## Textausschnitt
━━━━━━━━━━━━━━━━━━━━━━━━━━━━━━
Dieser Internet-Auftritt kann nach dem Tod des Webmasters, Peter Strutynski, bis auf Weiteres nicht aktualisiert werden. Er steht jedoch weiterhin als Archiv mit Beiträgen aus den Jahren 1996 – 2015 zur Verfügung.

Boykott, Lobbyismus und Räucherlachs

IWF-Gipfel: Der Balanceakt der Weltbankkritiker in Singapur

Von Michael Lenz, Singapur *

Der Internationale Währungsfonds und die Weltbank stehen seit geraumer Zeit unter Reformdruck. Daran Anteil haben auch die Kritiker aus den Nichtregierungsorganisationen. In Singapur sind die Protestmöglichkeiten freilich begrenzt.

Mit dem Demonstrieren gegen die Politik von Weltbank und Internationalem Währungsfonds ist es auf der Konferenz der beiden Institutionen in Singapur so eine Sache. Der südostasiatische Stadtstaat ist ziemlich strikt, wenn es um die Äußerungen von Meinungen in der Öffentlichkeit geht. So sind Protestaktionen nur im Saale und dort nur auf einer klar begrenzten, rund 50 Quadratmeter großen, Fläche erlaubt. Und das auch nur zwischen neun Uhr vormittags und 18 Uhr abends. Danach verkündet ein hübsches Schild: »Der Demonstrationsplatz ist geschlossen«.

50 Quadratmeter für Proteste

Die Demo-Spielwiese wird von den angereisten Nichtregierungsorganisationen (NRO), die in der Weltbanksprache »Civil Society Organizations« (CSO) heißen, fleißig genutzt. Es gibt genug, womit sie nicht einverstanden sind. Zunächst sorgte das Einreiseverbot für 28 NRO-Vertreter durch die Regierung Singapurs für Zündstoff. Selbst die Weltbank und der IWF übten harsche Kritik an der Haltung Singapurs, die Weltbankpräsident Paul Wolfowitz »autoritär« nannte. Immerhin hatten Weltbank und IWF den 28 Ausgeschlossenen ihrerseits das OK erteilt und Akkreditierungen ausgestellt.
━━━━━━━━━━━━━━━━━━━━━━━━━━━━━━
## Quellenauszug
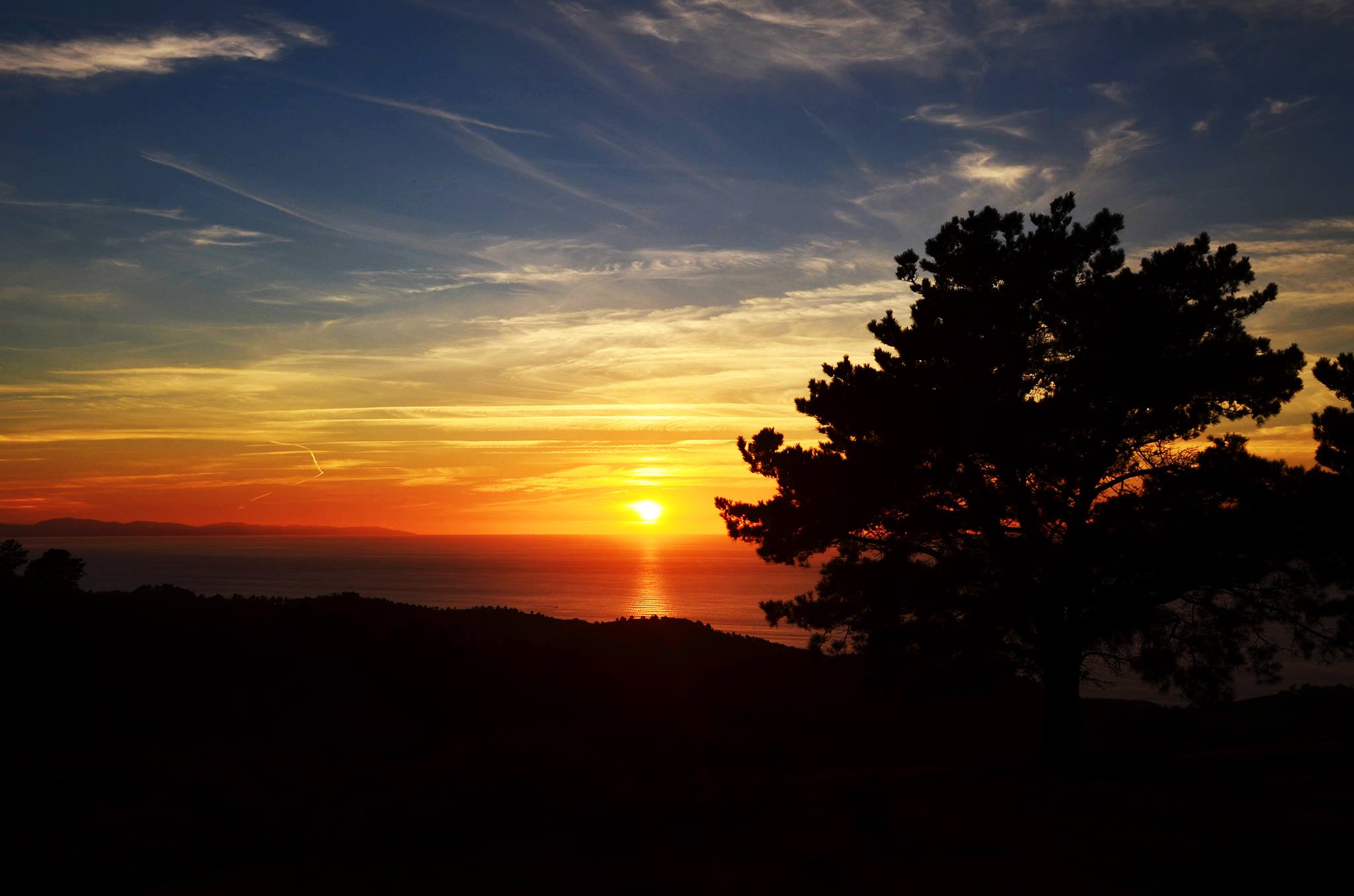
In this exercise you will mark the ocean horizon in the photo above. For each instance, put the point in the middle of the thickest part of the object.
━━━━━━━━━━━━━━━━━━━━━━━━━━━━━━
## Aufgaben
a – Schreib aus dem Artikel zum IWF-Gipfel alles von „Die Demo-Spielwiese wird“ bis hinunter zu „und Akkreditierungen ausgestellt.“ wortwörtlich ab.
b – Fasse den Artikel zum IWF-Gipfel in zwei Sätzen zusammen.
c – Setze den Artikel zum IWF-Gipfel nach seinem letzten Satz fort.
Die Zeilen haben mit dem Artikel zum IWF-Gipfel nichts zu tun.

## Lösungen
a –
Die Demo-Spielwiese wird von den angereisten Nichtregierungsorganisationen (NRO), die in der Weltbanksprache »Civil Society Organizations« (CSO) heißen, fleißig genutzt. Es gibt genug, womit sie nicht einverstanden sind. Zunächst sorgte das Einreiseverbot für 28 NRO-Vertreter durch die Regierung Singapurs für Zündstoff. Selbst die Weltbank und der IWF übten harsche Kritik an der Haltung Singapurs, die Weltbankpräsident Paul Wolfowitz »autoritär« nannte. Immerhin hatten Weltbank und IWF den 28 Ausgeschlossenen ihrerseits das OK erteilt und Akkreditierungen ausgestellt.

b – Auf der Konferenz von Weltbank und IWF in Singapur sind Proteste nur im Saal auf einer rund 50 Quadratmeter großen Fläche und nur zwischen neun und 18 Uhr erlaubt. Die angereisten Nichtregierungsorganisationen nutzen diese Fläche fleißig, und das Einreiseverbot Singapurs für 28 ihrer Vertreter wurde sogar von Weltbank und IWF scharf kritisiert.

c –
Über 500 Vertreter von NRO sind zur Herbsttagung der beiden globalen Finanzinstitutionen akkreditiert, mehr als je zuvor, wie Weltbank, IWF und Singapur nicht müde werden zu betonen. Im Zentrum aber stehen die 28, die nicht dabei sein durften (Singapur hat inzwischen für 22 das Einreiseverbot aufgehoben). Die NRO tun sich schwer mit einer klaren Haltung zu dem Einreiseverbot. Offiziell haben die meisten der NRO ihren »Boykott« der Konferenz von Weltbank und IWF verkündet. Alle gemeinsamen Veranstaltungen mit Weltbank und IWF wurden abgesagt. Auch ein Boykott der zahlreichen Empfänge stand auf der Tagesordnung. Zumindest solange, bis die NRO-Leute herausfanden, dass ein Bier in Singapurs Hotels und Bars ab umgerechnet 5 Euro aufwärts kostet. »Vielleicht sollten wir doch zu den Empfängen gehen«, sagt ein Schweizer Wortführer des Boykotts.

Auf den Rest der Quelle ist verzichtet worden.